- Instruction
Extract each line of the items that contains the string "negative", and copy those lines in the order in which they appear.

Stored entries
....

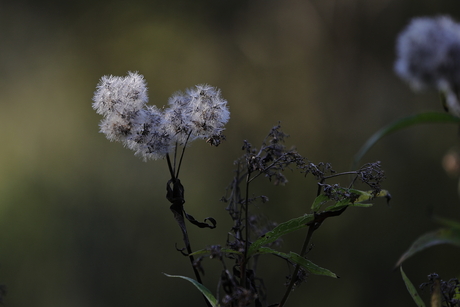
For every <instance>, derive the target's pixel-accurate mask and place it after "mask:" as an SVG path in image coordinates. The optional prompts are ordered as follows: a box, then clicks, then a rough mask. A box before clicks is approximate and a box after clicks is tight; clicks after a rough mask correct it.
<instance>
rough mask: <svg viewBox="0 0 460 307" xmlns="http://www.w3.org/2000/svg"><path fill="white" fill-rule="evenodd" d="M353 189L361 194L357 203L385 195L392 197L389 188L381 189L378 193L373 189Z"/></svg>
mask: <svg viewBox="0 0 460 307" xmlns="http://www.w3.org/2000/svg"><path fill="white" fill-rule="evenodd" d="M352 191H353V192H354V193H356V194H358V195H359V197H358V199H356V200H355V203H362V202H363V201H368V200H372V199H374V198H376V197H385V198H387V199H389V198H391V196H390V193H389V192H388V191H387V190H380V191H379V192H378V193H377V194H376V195H374V194H373V193H372V191H360V190H352Z"/></svg>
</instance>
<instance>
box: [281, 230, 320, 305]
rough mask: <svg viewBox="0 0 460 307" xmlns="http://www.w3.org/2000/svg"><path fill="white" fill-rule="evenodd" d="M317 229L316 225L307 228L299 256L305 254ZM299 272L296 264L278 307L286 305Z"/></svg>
mask: <svg viewBox="0 0 460 307" xmlns="http://www.w3.org/2000/svg"><path fill="white" fill-rule="evenodd" d="M316 229H318V225H316V224H312V225H310V226H309V227H308V233H307V236H306V237H305V241H304V242H303V246H302V250H301V251H300V256H302V257H303V256H304V255H305V253H306V252H307V248H308V245H309V244H310V240H311V237H312V235H313V232H315V230H316ZM299 270H300V265H299V264H296V266H295V268H294V273H292V277H291V282H290V283H289V286H288V287H287V289H286V292H285V293H284V296H283V298H282V299H281V302H280V303H279V305H278V307H282V306H284V304H285V303H286V301H287V299H288V297H289V295H290V294H291V291H292V288H293V287H294V284H295V282H296V281H297V274H298V273H299Z"/></svg>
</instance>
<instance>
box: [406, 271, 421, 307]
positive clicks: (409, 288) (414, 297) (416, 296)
mask: <svg viewBox="0 0 460 307" xmlns="http://www.w3.org/2000/svg"><path fill="white" fill-rule="evenodd" d="M400 271H401V276H402V278H403V280H404V283H405V284H406V288H407V291H409V293H410V295H411V296H412V299H413V300H414V302H415V304H417V306H418V307H426V306H425V303H424V302H423V301H422V299H421V298H420V295H418V292H417V289H415V287H414V285H413V284H412V282H411V281H410V280H409V278H408V277H407V275H406V273H404V271H403V269H402V266H401V267H400Z"/></svg>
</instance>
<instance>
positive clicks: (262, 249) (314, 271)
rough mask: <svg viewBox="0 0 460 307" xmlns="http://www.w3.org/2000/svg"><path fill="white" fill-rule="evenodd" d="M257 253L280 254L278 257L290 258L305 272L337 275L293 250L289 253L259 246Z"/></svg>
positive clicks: (315, 274)
mask: <svg viewBox="0 0 460 307" xmlns="http://www.w3.org/2000/svg"><path fill="white" fill-rule="evenodd" d="M258 254H273V255H277V256H280V257H282V258H284V259H287V260H290V261H291V262H293V263H296V264H298V265H300V266H301V267H302V268H303V269H305V270H306V271H307V272H309V273H311V274H315V275H323V276H329V277H333V278H338V276H337V275H336V274H335V273H333V272H331V271H329V270H328V269H325V268H322V267H319V266H317V265H316V264H314V263H313V262H311V261H310V260H308V259H306V258H304V257H302V256H300V255H299V254H297V253H294V252H290V253H289V254H286V253H283V252H279V251H276V250H273V249H271V248H268V247H261V248H260V249H259V250H258Z"/></svg>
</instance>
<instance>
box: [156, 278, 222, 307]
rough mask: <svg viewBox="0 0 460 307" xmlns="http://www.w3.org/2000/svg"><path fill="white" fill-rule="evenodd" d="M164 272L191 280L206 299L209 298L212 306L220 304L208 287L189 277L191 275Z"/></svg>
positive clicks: (217, 305)
mask: <svg viewBox="0 0 460 307" xmlns="http://www.w3.org/2000/svg"><path fill="white" fill-rule="evenodd" d="M163 274H165V275H166V276H168V277H177V278H182V279H185V280H187V281H189V282H191V283H192V284H193V285H194V286H195V287H197V288H198V290H200V292H201V293H202V294H203V295H204V296H205V297H206V299H207V300H208V302H209V303H210V304H211V306H212V307H217V306H218V305H217V299H216V298H215V297H214V295H212V293H211V291H209V289H208V288H206V287H205V286H203V285H202V284H200V283H199V282H197V281H196V280H194V279H192V278H189V277H185V276H180V275H169V274H166V273H163Z"/></svg>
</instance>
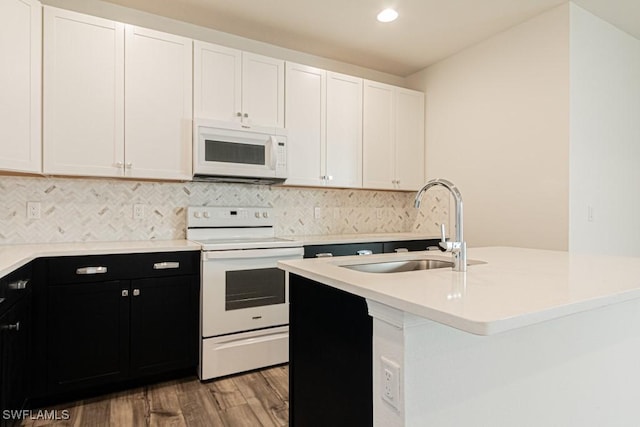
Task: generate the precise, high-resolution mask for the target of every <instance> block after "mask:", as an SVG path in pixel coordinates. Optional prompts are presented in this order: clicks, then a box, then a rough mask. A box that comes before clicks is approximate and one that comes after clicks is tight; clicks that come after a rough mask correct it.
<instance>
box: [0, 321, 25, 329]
mask: <svg viewBox="0 0 640 427" xmlns="http://www.w3.org/2000/svg"><path fill="white" fill-rule="evenodd" d="M0 329H2V330H3V331H20V322H16V323H14V324H13V325H11V324H9V325H2V326H0Z"/></svg>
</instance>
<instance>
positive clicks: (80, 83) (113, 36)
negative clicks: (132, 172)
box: [43, 7, 124, 176]
mask: <svg viewBox="0 0 640 427" xmlns="http://www.w3.org/2000/svg"><path fill="white" fill-rule="evenodd" d="M43 73H44V81H43V85H44V141H43V142H44V172H45V173H48V174H63V175H90V176H122V173H123V170H122V167H123V165H124V110H123V108H124V25H123V24H120V23H117V22H113V21H108V20H105V19H101V18H96V17H92V16H88V15H83V14H79V13H75V12H71V11H67V10H62V9H57V8H52V7H45V9H44V71H43Z"/></svg>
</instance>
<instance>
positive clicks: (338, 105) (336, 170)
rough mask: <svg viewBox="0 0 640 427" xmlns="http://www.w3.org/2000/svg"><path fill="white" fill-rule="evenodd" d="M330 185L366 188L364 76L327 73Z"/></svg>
mask: <svg viewBox="0 0 640 427" xmlns="http://www.w3.org/2000/svg"><path fill="white" fill-rule="evenodd" d="M325 152H326V176H328V177H329V178H328V180H327V185H329V186H333V187H351V188H358V187H362V79H360V78H357V77H352V76H347V75H344V74H338V73H332V72H328V73H327V137H326V151H325Z"/></svg>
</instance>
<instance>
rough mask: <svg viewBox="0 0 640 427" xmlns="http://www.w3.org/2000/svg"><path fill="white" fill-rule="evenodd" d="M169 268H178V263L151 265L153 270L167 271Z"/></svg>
mask: <svg viewBox="0 0 640 427" xmlns="http://www.w3.org/2000/svg"><path fill="white" fill-rule="evenodd" d="M169 268H180V263H179V262H156V263H155V264H153V269H154V270H167V269H169Z"/></svg>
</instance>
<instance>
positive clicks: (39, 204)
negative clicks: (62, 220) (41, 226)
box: [27, 202, 42, 219]
mask: <svg viewBox="0 0 640 427" xmlns="http://www.w3.org/2000/svg"><path fill="white" fill-rule="evenodd" d="M41 208H42V207H41V205H40V202H27V219H40V212H41Z"/></svg>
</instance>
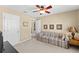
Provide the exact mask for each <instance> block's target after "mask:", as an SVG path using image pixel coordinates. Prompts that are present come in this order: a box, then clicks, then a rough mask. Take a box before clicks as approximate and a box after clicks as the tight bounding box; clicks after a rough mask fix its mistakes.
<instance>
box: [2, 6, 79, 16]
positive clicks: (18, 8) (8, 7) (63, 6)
mask: <svg viewBox="0 0 79 59" xmlns="http://www.w3.org/2000/svg"><path fill="white" fill-rule="evenodd" d="M3 7H7V8H11V9H14V10H17V11H20V12H23V13H24V11H26V13H24V14H28V15H30V16H33V17H40V16H47V15H51V14H56V13H61V12H67V11H72V10H77V9H79V5H54V6H52V7H53V8H52V9H50V12H51V13H50V14H46V13H45V14H43V15H40V13H39V12H33V10H36V9H37V8H36V6H35V5H4V6H3ZM45 7H46V6H45Z"/></svg>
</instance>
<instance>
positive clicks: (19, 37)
mask: <svg viewBox="0 0 79 59" xmlns="http://www.w3.org/2000/svg"><path fill="white" fill-rule="evenodd" d="M5 14H11V13H2V20H3V38H4V31H5V30H4V21H5V20H4V19H5V16H4V15H5ZM11 15H15V14H11ZM15 16H19V15H15ZM20 20H21V19H20V16H19V41H18V42H17V43H20V41H21V26H20V23H21V22H20Z"/></svg>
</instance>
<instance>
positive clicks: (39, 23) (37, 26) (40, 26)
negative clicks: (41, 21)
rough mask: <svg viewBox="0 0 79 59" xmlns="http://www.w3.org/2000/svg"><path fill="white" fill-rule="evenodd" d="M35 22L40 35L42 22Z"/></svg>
mask: <svg viewBox="0 0 79 59" xmlns="http://www.w3.org/2000/svg"><path fill="white" fill-rule="evenodd" d="M35 22H36V24H35V27H36V33H39V32H41V20H36V21H35Z"/></svg>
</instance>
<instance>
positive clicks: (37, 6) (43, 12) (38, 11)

....

- Answer
negative clicks: (132, 172)
negative clicks: (62, 220) (41, 226)
negative clicks: (41, 21)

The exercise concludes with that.